──────── SUPPLIED RECORDS ────────

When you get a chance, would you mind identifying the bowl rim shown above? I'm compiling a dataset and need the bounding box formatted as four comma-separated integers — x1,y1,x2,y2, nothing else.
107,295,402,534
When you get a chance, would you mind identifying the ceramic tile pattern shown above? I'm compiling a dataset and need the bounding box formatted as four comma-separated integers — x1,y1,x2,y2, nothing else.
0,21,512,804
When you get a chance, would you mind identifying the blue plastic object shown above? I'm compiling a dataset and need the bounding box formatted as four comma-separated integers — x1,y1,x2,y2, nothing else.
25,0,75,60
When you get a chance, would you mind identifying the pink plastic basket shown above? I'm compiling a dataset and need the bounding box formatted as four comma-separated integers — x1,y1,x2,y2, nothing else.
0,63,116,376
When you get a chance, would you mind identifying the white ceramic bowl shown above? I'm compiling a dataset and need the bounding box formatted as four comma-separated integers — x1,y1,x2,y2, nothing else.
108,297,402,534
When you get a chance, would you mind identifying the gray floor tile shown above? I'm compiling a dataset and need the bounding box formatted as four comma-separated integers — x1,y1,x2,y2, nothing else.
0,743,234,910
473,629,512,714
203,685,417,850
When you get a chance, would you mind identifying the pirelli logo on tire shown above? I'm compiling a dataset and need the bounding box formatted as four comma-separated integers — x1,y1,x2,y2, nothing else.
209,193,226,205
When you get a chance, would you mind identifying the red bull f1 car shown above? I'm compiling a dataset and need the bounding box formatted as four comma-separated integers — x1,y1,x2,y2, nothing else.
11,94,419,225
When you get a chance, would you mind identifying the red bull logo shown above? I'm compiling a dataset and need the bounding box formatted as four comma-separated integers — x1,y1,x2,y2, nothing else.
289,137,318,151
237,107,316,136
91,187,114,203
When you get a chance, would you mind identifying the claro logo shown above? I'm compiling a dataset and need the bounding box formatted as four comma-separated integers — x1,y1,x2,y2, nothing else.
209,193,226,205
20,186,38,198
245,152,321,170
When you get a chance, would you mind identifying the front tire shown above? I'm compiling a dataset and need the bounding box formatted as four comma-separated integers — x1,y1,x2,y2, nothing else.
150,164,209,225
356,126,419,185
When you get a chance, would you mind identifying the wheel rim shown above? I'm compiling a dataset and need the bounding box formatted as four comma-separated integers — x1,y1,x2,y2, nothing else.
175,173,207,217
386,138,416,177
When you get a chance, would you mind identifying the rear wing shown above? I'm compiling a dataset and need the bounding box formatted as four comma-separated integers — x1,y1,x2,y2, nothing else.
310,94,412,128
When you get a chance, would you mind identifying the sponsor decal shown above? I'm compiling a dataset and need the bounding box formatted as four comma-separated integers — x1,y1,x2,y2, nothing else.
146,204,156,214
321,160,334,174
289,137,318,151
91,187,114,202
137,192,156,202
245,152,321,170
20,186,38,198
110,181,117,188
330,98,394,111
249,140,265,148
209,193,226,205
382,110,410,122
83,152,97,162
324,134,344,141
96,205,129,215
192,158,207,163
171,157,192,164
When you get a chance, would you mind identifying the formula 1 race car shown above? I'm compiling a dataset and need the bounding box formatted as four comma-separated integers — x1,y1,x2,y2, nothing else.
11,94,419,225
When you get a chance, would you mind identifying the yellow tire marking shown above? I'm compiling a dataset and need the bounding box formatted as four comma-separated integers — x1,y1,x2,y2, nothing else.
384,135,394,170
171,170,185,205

────────

DESCRIPTION OF THE TASK -
Recast all the items above as a numbered list, with blank lines left out.

TASK RESULT -
1. When you get a chance, would you mind identifying the bowl rim shown above? I'm compiling a dataset and need the bounding box formatted as four comma-separated integers — x1,y1,x2,y2, nothing else.
2. 107,295,402,534
3. When you get a chance, would you mind identifying the ceramic tile pattern shown above? I'm compiling a dataset and need the bounding box formatted as four comma-separated integers — x1,y1,x2,y2, nothing else.
4. 0,21,512,804
5. When you get a chance, would you mind identifying the blue plastic object shown above? I'm compiling a dataset and need the bounding box formatted as four comma-separated integers — x1,y1,x2,y2, nothing else.
6. 25,0,75,60
7. When you get a chance, would you mind identifying the pink plastic basket shown above? I'm compiling a dataset and need the bounding box formatted as four comma-separated integers — x1,y1,x2,y2, nothing else.
8. 0,63,116,376
9. When you get a chance, would you mind identifying the white ceramic bowl shown above? I'm compiling a dataset and need the bounding box formatted as four comma-separated integers — x1,y1,x2,y2, nothing else.
10. 108,297,402,534
11. When you get a chance, would you mind identifying the gray floor tile shown above? I'm compiling a dataset and need the bounding box formatted as four comma-separated integers — x1,y1,x2,y2, nothing else.
12. 0,743,234,910
13. 473,629,512,714
14. 203,685,417,850
15. When you get a chance, would you mind identifying the pirelli logo on tire shown above? I'm compiling a dataset and need the bounding box formatted as four comma-separated integers — x1,y1,x2,y2, nothing else.
16. 209,193,226,205
17. When you get a chance, would you mind identifying the red bull f1 car shown above? I'm compiling a dataset and need the bounding box formatted as four comma-separated integers — x1,y1,x2,y2, nothing else.
18. 11,94,419,225
19. When you get a chance, would you mind identifying the red bull logo shown above? I'm compiling a dataset and need the bounding box formatted as four comma-separated integers — x1,y1,x2,y2, nothing else.
20. 289,137,318,151
21. 237,107,316,136
22. 91,187,114,203
23. When you get a chance, would you mind identifying the claro logo shown above? I'm compiling a dataset and need the bounding box formatted as four comma-separated integers — x1,y1,x2,y2, nothing else.
24. 209,193,226,205
25. 20,186,38,198
26. 245,152,321,170
27. When you get a chance, would you mind identifying the front tire shown above? I'm compiling a dataset and need the bounding box formatted as four comma-separated integers — x1,y1,x2,y2, nothing else.
28. 150,164,209,225
29. 356,126,419,185
30. When you get a chance, would you mind identifying the wheel rim shown above? I'm compiling a dataset and need the bounding box formatted as four comma-separated integers — x1,y1,x2,y2, nothing else.
31. 175,173,207,217
32. 386,138,416,177
33. When you get a chance, would you mind identifying the rear wing shown above? I'm compiling a dataset and need the bounding box formatted as four comma-separated integers — x1,y1,x2,y2, nothing else.
34. 310,94,412,128
35. When you get a chance, would you mind identifying the sponsor decal shown above? I'm compiling a dataset and need the bounding box formatted as four comma-separated integers — x1,y1,x2,y2, nothing else.
36. 146,204,156,214
37. 321,160,334,174
38. 289,137,318,151
39. 91,187,114,202
40. 137,192,156,202
41. 245,152,321,170
42. 20,186,38,198
43. 110,181,117,188
44. 330,98,394,111
45. 249,140,265,148
46. 209,193,226,205
47. 382,110,410,122
48. 83,152,97,162
49. 324,134,344,141
50. 96,205,129,215
51. 192,158,207,163
52. 171,157,192,164
53. When you get a chance, would you mind identifying the formula 1 race car shown above? I'm compiling a dataset and need the bounding box formatted as four comma-separated integers — x1,y1,x2,y2, nothing else.
54. 11,94,419,225
55. When you get a chance, would you mind identifying the yellow tire marking shown above? I'm compiling a dataset and need the bounding box formatted as four comma-separated integers — x1,y1,x2,y2, nothing else.
56. 384,135,394,170
57. 171,170,185,205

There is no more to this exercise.